TEXT PASSAGE>
------------
Tuesday, October 1, 2019

album review: 'hot motion' by temples

You know, this is the third time I've reviewed a Temples album and had the feeling that either everyone else is missing something in the experience... or it's just me and I'm maybe putting a band on a pedestal that doesn't belong there.

And that's a pretty rare thing for me - normally I'm confident when I praise an album I can point to exactly everything that works so damn well, and I'd like to say the same thing about Temples... but it feels a little less tangible with this band, especially as I've come down pretty heavily on blatant retro throwbacks with oblique lyrics before. Normally my answer has been, 'well, the compositions are so remarkably catchy and hook-driven to match a well-produced mix and underrated songwriting, that has to be it'... but outside of specific songs I don't tend to revisit Temples albums in the same way I do other acts I've praised to hell and back... until I put together end of the year lists and enjoy them back to front all over again! And while a bunch of musicians tend to agree with assessments of this band, a lot of critics don't - pretty consistently too, especially coming on their pop pivot with Volcano in 2017 that I loved just as much as their 2014 debut. So yes, I was setting myself up to adore this album and probably make many of the same defenses, even if this time it looked like critical reception was harsher than ever, but screw that: how was Hot Motion?
------------
BRIEF>
Continue the Temples album review from where it stops.
------------
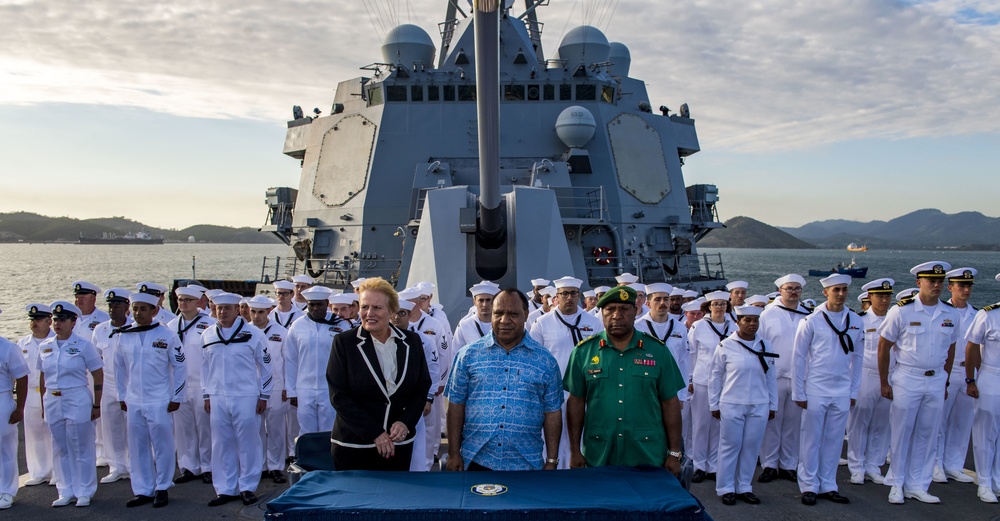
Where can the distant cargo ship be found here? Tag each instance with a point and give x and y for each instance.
(128, 238)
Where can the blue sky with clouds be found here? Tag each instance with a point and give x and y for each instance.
(856, 109)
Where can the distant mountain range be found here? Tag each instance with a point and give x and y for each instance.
(30, 227)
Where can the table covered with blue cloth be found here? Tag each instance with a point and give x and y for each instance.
(606, 493)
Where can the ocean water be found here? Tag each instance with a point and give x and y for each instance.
(45, 272)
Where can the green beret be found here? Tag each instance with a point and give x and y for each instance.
(622, 294)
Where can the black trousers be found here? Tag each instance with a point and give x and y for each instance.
(347, 458)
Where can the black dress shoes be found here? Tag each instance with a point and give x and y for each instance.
(222, 499)
(834, 497)
(138, 501)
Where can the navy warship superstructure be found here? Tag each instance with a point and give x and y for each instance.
(578, 175)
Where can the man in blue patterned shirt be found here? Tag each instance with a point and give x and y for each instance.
(503, 390)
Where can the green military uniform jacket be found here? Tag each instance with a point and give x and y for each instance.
(623, 423)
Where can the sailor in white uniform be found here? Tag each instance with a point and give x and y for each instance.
(743, 395)
(37, 438)
(560, 331)
(192, 426)
(150, 377)
(956, 417)
(273, 432)
(13, 379)
(779, 452)
(982, 378)
(237, 379)
(868, 421)
(826, 376)
(114, 421)
(922, 332)
(703, 338)
(307, 352)
(476, 326)
(64, 362)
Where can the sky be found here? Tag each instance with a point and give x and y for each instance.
(175, 115)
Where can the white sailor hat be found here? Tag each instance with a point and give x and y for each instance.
(116, 295)
(36, 311)
(658, 287)
(284, 285)
(151, 288)
(317, 293)
(83, 287)
(188, 291)
(883, 285)
(484, 288)
(260, 302)
(931, 270)
(717, 295)
(964, 275)
(144, 298)
(226, 299)
(748, 311)
(791, 277)
(63, 309)
(835, 279)
(627, 278)
(737, 284)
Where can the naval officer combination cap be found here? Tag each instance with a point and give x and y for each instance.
(618, 295)
(63, 309)
(931, 270)
(38, 311)
(82, 287)
(883, 285)
(962, 275)
(116, 295)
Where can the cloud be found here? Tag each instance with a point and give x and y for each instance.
(759, 76)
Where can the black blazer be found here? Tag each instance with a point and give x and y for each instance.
(358, 392)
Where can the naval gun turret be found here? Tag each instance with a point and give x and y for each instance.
(483, 159)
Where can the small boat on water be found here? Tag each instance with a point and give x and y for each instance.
(852, 269)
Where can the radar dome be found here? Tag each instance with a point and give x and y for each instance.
(575, 126)
(406, 44)
(584, 44)
(620, 58)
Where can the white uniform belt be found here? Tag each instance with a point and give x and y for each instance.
(919, 371)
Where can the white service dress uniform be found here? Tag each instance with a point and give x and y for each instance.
(150, 372)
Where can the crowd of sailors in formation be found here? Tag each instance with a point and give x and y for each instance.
(164, 399)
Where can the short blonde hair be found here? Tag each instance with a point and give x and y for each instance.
(379, 285)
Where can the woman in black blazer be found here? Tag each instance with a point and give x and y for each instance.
(378, 385)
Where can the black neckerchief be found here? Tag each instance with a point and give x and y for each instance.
(845, 339)
(722, 335)
(574, 329)
(762, 355)
(180, 320)
(652, 331)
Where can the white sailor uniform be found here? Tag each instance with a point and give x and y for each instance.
(236, 374)
(150, 373)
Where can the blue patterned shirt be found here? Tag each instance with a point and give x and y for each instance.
(506, 395)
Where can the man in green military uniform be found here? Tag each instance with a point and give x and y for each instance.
(623, 388)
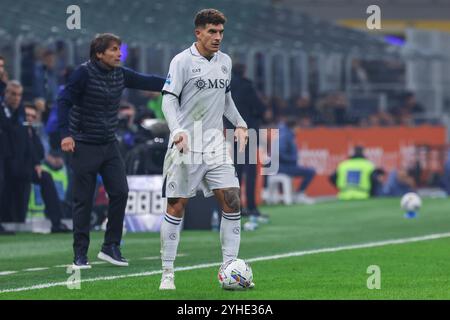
------------
OUTPUT OF THE TASK>
You know, this is the second time in 2019 where after two albums I'd put among the best of their respective years an act defaults into a chunkier, more guitar-driven garage-adjacent sound and I wind up just being less interested as a whole... and sadly, like with Kyle Craft and Showboat Honey, Hot Motion by Temples does feel like a step back for the band. And while the frontman has said that Volcano was driven by second-guessing what people wanted from the band in its increasingly dense melodic layers, it's hard not to feel like Hot Motion is considerably more calculated and a lot less layered and deep, across the board. In other words, while I can still see much of the template that I've liked about Temples for the past few albums, Hot Motion feels patchier, not so much leaner and heavier as it is just... less of what made the band so compelling - still good, but not great and nowhere close to what they've delivered in the past.

And what's exasperating is that at the core, Temples haven't changed up their sound much at all: still a huge, cavernous mix that allows for booming percussion, potent bass grooves, and frontman James Edward Bagshaw's voice to ride his multi-tracking and peal across the mix, and all with the sort of vintage, analog warmth and texture that's sounds like it was yanked straight from late 60s psychedelic rock, echoing across the decades. And again, I like this foundation: it's propulsive, it's rich and textured, and it sets the table for the intricate interweaving guitar and synth melodies that have always been this band's greatest strength. But while some people were skeptical in Temples' synthpop pivot across Volcano, it's hard not to feel like the band massively overcorrected here, centering increasingly chunky, distorted guitarlines at the forefront, with most of the nimble intricacy and interplay just outright gone. Take a cut like 'The Howl', where there is a very stark, fuzzy guitar lead that remains as catchy as ever against the marching band cadence and lockstep groove... but all the keyboards contribute is backing texture and the occasional flourish. So not only have you stripped out the brightest, most distinctive element of your compositions, you're centering a distorted lead that carries less tune with its timbre that in the annals of modern garage rock has become a go-to sound.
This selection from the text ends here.